### Written instruction
List every line below that contains the string "records". Case counts.

### Material provided
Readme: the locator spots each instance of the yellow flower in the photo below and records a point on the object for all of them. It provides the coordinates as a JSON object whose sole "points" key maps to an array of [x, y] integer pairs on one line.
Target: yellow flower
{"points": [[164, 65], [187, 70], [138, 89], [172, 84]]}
...
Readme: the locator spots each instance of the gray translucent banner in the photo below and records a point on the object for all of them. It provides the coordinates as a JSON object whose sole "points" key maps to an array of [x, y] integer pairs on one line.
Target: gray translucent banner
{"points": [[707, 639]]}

### Complete response
Readme: the locator spots each instance of the yellow flower in the photo below and records a point on the object for all of them. It provides the coordinates as a JSON object whose sole "points" key maps to an array of [x, y] integer pairs on one line.
Readme: the locator spots each instance of the gray translucent banner in the photo below and records a point on the object for all of them. It provides the coordinates as a JSON object whose sole "points" key maps to an array of [x, y] integer pairs on one line.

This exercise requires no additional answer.